*** Opening Provided material ***
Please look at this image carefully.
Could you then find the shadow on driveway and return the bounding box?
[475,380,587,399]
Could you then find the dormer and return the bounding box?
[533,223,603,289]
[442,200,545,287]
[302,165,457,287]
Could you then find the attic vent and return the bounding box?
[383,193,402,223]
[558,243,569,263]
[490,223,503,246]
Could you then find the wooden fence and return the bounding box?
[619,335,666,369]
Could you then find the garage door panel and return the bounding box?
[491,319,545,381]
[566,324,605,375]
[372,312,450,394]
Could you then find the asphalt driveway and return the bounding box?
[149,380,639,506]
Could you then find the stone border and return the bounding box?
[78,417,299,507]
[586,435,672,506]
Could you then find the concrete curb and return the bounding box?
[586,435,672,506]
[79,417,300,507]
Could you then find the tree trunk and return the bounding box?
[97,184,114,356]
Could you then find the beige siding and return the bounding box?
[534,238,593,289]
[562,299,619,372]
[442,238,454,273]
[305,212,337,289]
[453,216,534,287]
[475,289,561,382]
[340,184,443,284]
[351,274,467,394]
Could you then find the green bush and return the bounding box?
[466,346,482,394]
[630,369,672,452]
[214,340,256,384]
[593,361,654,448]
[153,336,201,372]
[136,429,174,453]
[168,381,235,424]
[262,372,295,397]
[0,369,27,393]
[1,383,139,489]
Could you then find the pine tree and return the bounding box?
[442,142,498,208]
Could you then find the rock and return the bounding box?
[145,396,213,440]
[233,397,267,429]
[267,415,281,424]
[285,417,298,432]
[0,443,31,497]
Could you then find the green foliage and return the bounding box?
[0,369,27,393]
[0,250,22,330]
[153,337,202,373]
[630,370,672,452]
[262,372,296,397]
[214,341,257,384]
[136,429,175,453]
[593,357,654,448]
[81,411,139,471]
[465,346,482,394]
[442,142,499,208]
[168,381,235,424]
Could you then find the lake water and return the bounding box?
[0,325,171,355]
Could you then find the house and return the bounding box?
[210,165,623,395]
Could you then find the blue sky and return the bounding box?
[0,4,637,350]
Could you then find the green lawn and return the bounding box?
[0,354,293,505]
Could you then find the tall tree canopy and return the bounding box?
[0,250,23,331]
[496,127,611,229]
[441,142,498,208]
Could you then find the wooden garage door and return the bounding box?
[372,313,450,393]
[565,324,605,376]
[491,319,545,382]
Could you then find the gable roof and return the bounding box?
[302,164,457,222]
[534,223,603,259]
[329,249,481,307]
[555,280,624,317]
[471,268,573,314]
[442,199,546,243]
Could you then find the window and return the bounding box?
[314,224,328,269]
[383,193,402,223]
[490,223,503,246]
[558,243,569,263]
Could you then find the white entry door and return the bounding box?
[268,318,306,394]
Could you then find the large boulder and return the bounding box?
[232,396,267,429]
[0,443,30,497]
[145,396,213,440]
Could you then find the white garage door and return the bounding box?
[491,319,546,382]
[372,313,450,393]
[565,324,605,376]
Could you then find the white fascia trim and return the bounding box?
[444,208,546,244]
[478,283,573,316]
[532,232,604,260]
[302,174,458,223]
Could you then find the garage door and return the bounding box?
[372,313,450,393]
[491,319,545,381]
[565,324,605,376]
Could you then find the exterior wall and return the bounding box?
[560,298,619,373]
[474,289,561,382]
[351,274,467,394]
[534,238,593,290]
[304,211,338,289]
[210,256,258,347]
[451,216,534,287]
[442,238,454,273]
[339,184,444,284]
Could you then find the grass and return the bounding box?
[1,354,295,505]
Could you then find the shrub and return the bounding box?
*** Closing Provided material ***
- **Task to carry out**
Copy out exactly the lines that run from the one holding "Could you then find the white entry" through the end of the data above.

- **Result**
Could you then find the white entry door and return the bounding box?
[268,318,306,394]
Could you then find the large boulder and return the bounding box?
[232,396,267,429]
[0,443,30,497]
[145,396,213,440]
Could you then find the white garage door and return the bounding box?
[491,319,546,382]
[372,313,450,393]
[565,324,605,376]
Could you then find the white fascia trim and return the bounding box?
[444,208,546,244]
[478,283,573,316]
[532,232,604,260]
[302,174,458,223]
Could you then find the garage door and return the bounding box?
[372,313,450,393]
[491,319,545,381]
[565,324,605,376]
Could you then find the exterior wall and return the bounding box?
[560,298,619,373]
[474,289,561,382]
[351,274,467,394]
[534,238,593,290]
[304,211,338,289]
[210,256,258,347]
[451,216,534,287]
[442,238,454,273]
[339,184,444,284]
Could you then find the grass and return the bounding box?
[1,354,295,505]
Could you then find the shrub and return the bounding box?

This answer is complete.